- Given records -

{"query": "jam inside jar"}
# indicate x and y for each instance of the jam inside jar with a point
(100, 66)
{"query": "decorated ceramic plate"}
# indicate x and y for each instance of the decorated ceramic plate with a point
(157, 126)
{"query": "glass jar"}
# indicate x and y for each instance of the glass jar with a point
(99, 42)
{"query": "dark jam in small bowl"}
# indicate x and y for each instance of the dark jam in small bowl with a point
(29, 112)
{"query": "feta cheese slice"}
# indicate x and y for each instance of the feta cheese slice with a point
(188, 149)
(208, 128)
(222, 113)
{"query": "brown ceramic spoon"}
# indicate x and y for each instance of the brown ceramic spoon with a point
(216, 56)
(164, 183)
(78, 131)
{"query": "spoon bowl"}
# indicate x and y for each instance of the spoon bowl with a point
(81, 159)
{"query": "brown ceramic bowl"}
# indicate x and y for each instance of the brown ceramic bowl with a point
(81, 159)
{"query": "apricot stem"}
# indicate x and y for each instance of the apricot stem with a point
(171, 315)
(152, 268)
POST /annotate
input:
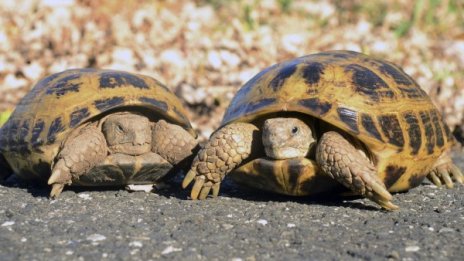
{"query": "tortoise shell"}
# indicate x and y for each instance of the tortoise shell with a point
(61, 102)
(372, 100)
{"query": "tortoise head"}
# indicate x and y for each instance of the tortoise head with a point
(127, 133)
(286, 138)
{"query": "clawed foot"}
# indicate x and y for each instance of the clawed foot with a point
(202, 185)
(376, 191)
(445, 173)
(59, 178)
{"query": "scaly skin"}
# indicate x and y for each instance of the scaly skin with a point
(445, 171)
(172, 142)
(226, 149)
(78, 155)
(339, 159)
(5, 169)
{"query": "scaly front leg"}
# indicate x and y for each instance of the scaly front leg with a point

---

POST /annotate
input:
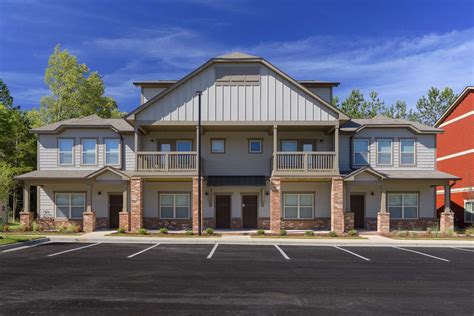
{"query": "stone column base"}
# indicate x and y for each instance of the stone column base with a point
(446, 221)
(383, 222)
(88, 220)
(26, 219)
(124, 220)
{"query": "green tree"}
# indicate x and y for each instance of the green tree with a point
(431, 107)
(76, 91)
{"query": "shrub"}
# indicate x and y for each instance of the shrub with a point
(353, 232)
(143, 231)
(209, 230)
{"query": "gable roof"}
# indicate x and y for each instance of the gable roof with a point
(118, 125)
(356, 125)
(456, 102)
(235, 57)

--

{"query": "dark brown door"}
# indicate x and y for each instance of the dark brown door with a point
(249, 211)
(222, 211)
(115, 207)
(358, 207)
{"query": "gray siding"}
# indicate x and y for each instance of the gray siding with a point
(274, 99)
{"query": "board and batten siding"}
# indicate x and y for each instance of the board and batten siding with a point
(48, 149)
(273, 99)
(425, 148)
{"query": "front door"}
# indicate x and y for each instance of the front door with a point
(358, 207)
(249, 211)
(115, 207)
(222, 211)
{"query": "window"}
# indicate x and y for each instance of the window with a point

- Problem statement -
Write out every line of the data that holds the word "window".

- Written response -
{"query": "window"}
# indicate x and y for each instance of the window with a point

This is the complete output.